EXTRACT PROVIDED |
— Begin —

We write production code

One more point of background: we’re building a company and a product, it has to work and it has to work at scale — we are not building a proof-of-concept or experimenting for the sake of it. So, when we build data science-oriented products and services, we focus on interfaces and implementations which will service our audience dashboard product in a timely fashion. Not to say we’re optimizing right out of the gate, which is the root of all evil, but the ultimate requirement of our data science work is to operate in an online SaaS product, so runtime performance is important.

Data science = greenfield development

Having said all that, we’ve found that data science products (our own at least) are almost by definition greenfield projects. We’re using machine learning or statistical analysis to extract original insight from a relatively new data source (social media data), so we’re working on problems that haven’t been worked on before. There aren’t existing solutions or products for these kinds of things.

— End —

GIVEN TASK |
Extract a span from the passage on production data science, copied word for word. Begin at the words "Data science = greenfield" and stop after "kinds of things.". Rely only on the passage on production data science.

DATASET CONTENT |
— Begin —

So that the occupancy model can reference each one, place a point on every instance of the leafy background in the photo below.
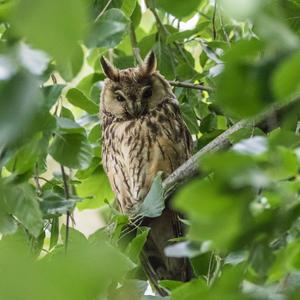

— End —

TASK SOLUTION |
Data science = greenfield development

Having said all that, we’ve found that data science products (our own at least) are almost by definition greenfield projects. We’re using machine learning or statistical analysis to extract original insight from a relatively new data source (social media data), so we’re working on problems that haven’t been worked on before. There aren’t existing solutions or products for these kinds of things.